-- Data shown --
=== Begin Enclosure ===
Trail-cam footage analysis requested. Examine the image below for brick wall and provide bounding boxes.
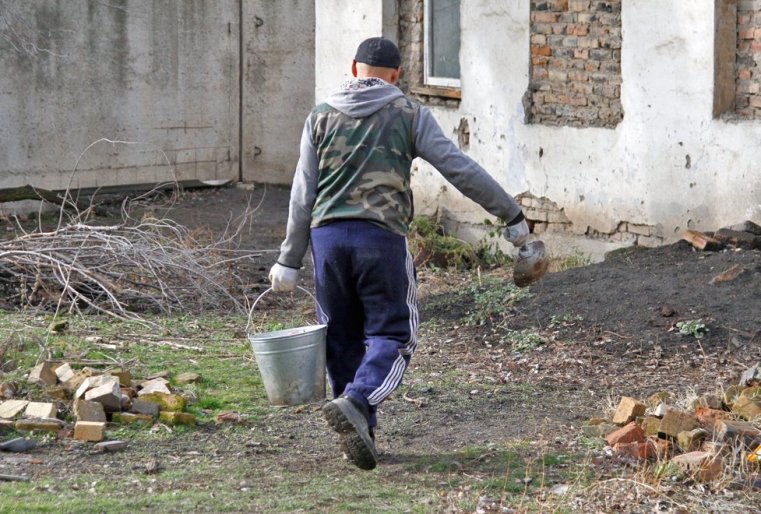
[735,0,761,117]
[527,0,623,128]
[517,193,664,247]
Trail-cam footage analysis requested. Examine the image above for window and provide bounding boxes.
[424,0,461,88]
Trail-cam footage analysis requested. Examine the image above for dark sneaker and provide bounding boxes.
[323,396,378,470]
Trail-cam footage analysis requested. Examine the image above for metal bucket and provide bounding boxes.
[247,288,326,406]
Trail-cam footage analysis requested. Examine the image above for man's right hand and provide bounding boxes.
[269,263,299,292]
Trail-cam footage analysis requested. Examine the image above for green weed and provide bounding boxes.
[462,278,531,326]
[675,319,708,339]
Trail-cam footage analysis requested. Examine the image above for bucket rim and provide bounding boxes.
[247,323,327,341]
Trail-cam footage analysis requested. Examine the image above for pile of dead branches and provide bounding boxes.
[0,212,257,321]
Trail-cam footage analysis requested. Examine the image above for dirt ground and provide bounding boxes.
[2,184,760,512]
[159,183,761,391]
[136,183,761,438]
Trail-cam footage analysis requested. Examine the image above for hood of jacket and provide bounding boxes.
[325,78,405,118]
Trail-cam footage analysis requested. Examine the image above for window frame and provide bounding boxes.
[423,0,461,89]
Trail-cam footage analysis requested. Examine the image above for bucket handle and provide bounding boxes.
[246,286,318,334]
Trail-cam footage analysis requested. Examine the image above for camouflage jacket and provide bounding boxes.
[277,78,523,269]
[310,93,418,235]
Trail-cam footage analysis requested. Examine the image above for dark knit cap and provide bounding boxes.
[354,37,401,69]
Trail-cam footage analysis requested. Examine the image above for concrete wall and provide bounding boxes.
[0,0,240,192]
[317,0,761,259]
[241,0,315,184]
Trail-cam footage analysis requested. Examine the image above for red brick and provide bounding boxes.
[532,46,553,57]
[694,406,730,428]
[533,12,560,24]
[613,438,665,460]
[739,69,752,81]
[606,422,645,446]
[670,451,723,482]
[739,29,756,40]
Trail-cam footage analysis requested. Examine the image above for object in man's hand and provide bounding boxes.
[513,241,549,287]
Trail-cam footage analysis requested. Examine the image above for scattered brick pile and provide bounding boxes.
[0,361,200,449]
[584,362,761,482]
[682,220,761,253]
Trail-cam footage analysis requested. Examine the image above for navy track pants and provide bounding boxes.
[310,220,418,428]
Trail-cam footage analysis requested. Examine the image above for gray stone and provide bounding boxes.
[94,440,127,452]
[0,437,37,452]
[740,362,760,387]
[130,399,160,417]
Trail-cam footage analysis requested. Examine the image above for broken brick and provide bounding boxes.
[62,371,91,394]
[694,406,731,428]
[682,230,724,251]
[606,422,645,446]
[713,227,761,250]
[15,419,63,432]
[710,264,745,284]
[110,370,131,387]
[84,378,122,412]
[670,451,723,482]
[138,378,171,395]
[715,419,761,447]
[613,437,668,461]
[23,402,57,419]
[640,416,662,436]
[73,399,106,423]
[53,363,75,384]
[112,412,154,425]
[28,362,57,386]
[611,396,646,425]
[73,421,106,442]
[658,409,699,439]
[130,399,160,417]
[159,411,196,426]
[0,400,29,419]
[138,392,186,412]
[677,428,708,452]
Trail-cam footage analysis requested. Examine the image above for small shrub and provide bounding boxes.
[408,216,478,269]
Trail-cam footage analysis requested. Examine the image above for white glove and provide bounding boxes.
[503,219,530,248]
[269,263,299,292]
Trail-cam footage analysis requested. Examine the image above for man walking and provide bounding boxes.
[269,37,529,470]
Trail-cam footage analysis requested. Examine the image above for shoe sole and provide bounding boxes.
[323,399,378,470]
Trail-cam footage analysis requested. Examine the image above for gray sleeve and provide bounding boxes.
[413,106,523,224]
[276,116,319,269]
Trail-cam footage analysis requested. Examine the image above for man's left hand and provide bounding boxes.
[503,219,530,248]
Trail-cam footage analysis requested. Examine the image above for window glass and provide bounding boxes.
[425,0,460,87]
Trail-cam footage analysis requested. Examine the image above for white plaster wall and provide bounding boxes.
[320,0,761,258]
[315,0,398,102]
[0,1,239,191]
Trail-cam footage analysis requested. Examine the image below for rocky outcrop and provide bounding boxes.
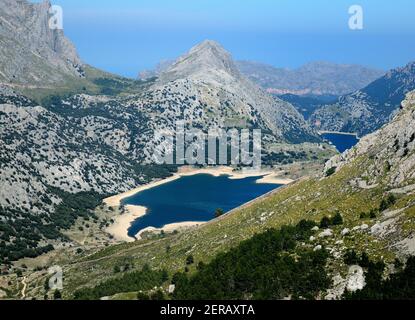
=== End Enclosure ===
-- Exercise goal --
Starting at the line that contains "glass and provide bounding boxes.", output every line through the end of the data, both ends included, and nothing else; pictures stay out.

-- Result --
Trail-cam footage analysis requested. Examine the image above for window glass and provide bounding boxes.
[425,0,460,87]
Trail-cam footage analysis requested. Examine the image above for white plaster wall and provide bounding boxes.
[320,0,761,258]
[315,0,398,102]
[0,1,239,191]
Trail-cam footage analysis requested. Examine the image below for rocky outcrop and provide bounding boxes.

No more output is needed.